Transcribe the data. Leave out nothing.

* * *

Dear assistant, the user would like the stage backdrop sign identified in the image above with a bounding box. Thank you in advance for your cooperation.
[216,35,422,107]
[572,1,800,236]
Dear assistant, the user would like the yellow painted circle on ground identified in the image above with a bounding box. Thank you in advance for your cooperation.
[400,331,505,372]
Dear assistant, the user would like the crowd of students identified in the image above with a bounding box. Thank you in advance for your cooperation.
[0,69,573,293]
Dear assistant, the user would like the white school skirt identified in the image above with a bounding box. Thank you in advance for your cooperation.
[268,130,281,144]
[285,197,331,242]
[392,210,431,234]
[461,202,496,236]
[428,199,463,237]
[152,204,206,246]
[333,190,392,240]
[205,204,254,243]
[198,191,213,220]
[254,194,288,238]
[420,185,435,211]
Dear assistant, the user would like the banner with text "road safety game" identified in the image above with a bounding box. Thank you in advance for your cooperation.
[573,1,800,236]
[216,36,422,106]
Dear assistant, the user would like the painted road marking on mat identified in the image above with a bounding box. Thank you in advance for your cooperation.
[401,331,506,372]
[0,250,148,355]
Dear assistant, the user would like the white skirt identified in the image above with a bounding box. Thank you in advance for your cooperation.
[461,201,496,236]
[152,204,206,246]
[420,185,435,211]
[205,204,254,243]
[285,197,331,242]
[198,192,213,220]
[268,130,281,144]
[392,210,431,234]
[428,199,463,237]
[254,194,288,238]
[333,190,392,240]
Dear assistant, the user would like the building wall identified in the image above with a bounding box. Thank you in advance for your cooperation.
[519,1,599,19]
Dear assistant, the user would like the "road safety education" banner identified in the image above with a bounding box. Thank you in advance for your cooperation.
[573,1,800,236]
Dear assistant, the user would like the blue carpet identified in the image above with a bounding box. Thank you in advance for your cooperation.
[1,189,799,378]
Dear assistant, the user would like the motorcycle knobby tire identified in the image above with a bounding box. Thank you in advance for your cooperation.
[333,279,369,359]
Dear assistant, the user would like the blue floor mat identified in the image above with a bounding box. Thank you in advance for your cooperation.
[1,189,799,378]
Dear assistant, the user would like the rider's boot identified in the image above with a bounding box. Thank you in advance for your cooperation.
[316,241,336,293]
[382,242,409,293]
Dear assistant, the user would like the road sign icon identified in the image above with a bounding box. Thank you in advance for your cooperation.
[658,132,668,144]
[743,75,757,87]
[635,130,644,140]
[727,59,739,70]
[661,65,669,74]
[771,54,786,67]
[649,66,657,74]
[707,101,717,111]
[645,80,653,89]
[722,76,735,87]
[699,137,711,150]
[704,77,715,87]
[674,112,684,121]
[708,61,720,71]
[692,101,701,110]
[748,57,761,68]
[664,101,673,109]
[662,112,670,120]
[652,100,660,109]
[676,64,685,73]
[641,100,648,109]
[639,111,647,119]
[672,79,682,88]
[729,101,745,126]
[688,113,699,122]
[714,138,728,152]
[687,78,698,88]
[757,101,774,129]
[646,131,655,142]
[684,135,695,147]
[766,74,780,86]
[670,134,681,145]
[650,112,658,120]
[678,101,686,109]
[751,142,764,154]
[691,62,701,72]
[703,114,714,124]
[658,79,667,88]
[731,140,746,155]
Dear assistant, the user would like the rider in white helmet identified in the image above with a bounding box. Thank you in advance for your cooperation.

* * *

- _Reply_:
Dear assistant, the user would like the stage backdrop sign identified in the image above with a bounding box. Thank you in advance for your cooperation.
[216,35,422,107]
[572,1,800,236]
Dear assistant, the user would like the yellow painted circle on ground identified in the image above with a bounding box. Thank you in advance for your cooperation.
[400,331,505,372]
Dear assistant, the user would like the crowd of students identified in the image above with a bounding box. Thank you in advance for your cooperation.
[0,69,573,293]
Dear assistant, the user would like the white school skirt identified in the image above with a bounding box. Thank you in advance for your cooperation.
[268,130,281,144]
[285,197,331,242]
[392,210,431,234]
[461,202,496,236]
[428,199,463,237]
[152,204,206,246]
[333,190,392,240]
[205,204,254,243]
[198,191,213,220]
[254,194,288,238]
[420,185,435,211]
Dear assistant, the user would like the banner with text "road safety game" identified in the image above with a bounding box. Thank you in advance for your cooperation.
[573,1,800,236]
[216,36,422,106]
Dear assistant, the user would like the painted road marking on mat identified in the image above with a bounding box. Thank you in advance for your cooperation.
[401,331,506,372]
[0,250,148,355]
Dear assistant, the user would like the white skirt identified in the image above with a bounding box. Thank you in advance for your cooperation.
[461,201,496,236]
[152,204,206,246]
[420,185,435,211]
[205,204,254,243]
[285,197,331,242]
[198,192,213,220]
[268,130,281,144]
[392,210,431,234]
[428,199,463,237]
[254,194,288,238]
[333,190,392,240]
Dear assistant, the user would like the building wall identified in the image above with a bounding box. Thank you in advance for your cooperation.
[519,1,599,19]
Dear assistant, the user would like the "road safety education" banner identified in the image above with a bounding box. Thank you in advance for your cooperation.
[573,1,800,236]
Dear assistant, the user would like the blue carpet identified in the image above with a bounding box. Thank you in advance for your cooperation.
[1,189,799,378]
Dear assistant, the user would like the motorcycle knobby tire identified in the image above with a bounding box. Thank you in advance for your cooperation.
[333,279,369,359]
Dear assistant, the user would like the blue floor mat identified in the image above with a bounding box. Thank you in advance for your cooperation.
[1,189,799,378]
Dear assistant, the user would like the rider's boot identified in the image above with a bounding box. Thank you in advance for your cooperation.
[316,241,336,293]
[382,242,409,293]
Dear assistant, the user would like the road sign icon identified in the image above with a bounding box. Thank you in advance for your cooperation.
[658,132,668,144]
[743,75,757,87]
[635,130,644,140]
[727,59,739,70]
[661,65,669,74]
[771,54,786,67]
[649,66,657,74]
[707,101,717,111]
[645,80,653,89]
[722,76,735,87]
[699,137,711,150]
[704,77,715,87]
[674,112,684,121]
[708,61,720,71]
[692,101,701,110]
[748,57,761,68]
[664,101,673,109]
[662,112,670,120]
[652,100,660,109]
[676,64,685,73]
[641,100,648,109]
[639,111,647,119]
[672,79,682,88]
[729,101,745,126]
[688,113,699,122]
[714,138,728,152]
[687,78,698,88]
[757,101,774,129]
[646,131,655,142]
[684,135,695,147]
[766,74,780,86]
[670,134,681,145]
[650,112,658,120]
[678,101,686,109]
[751,142,764,154]
[691,62,701,72]
[703,114,714,124]
[658,79,667,88]
[731,140,746,155]
Dear assistant, the user would like the rider in white helmet identified in the image above with a bounding box. Thank you in advance for your cooperation.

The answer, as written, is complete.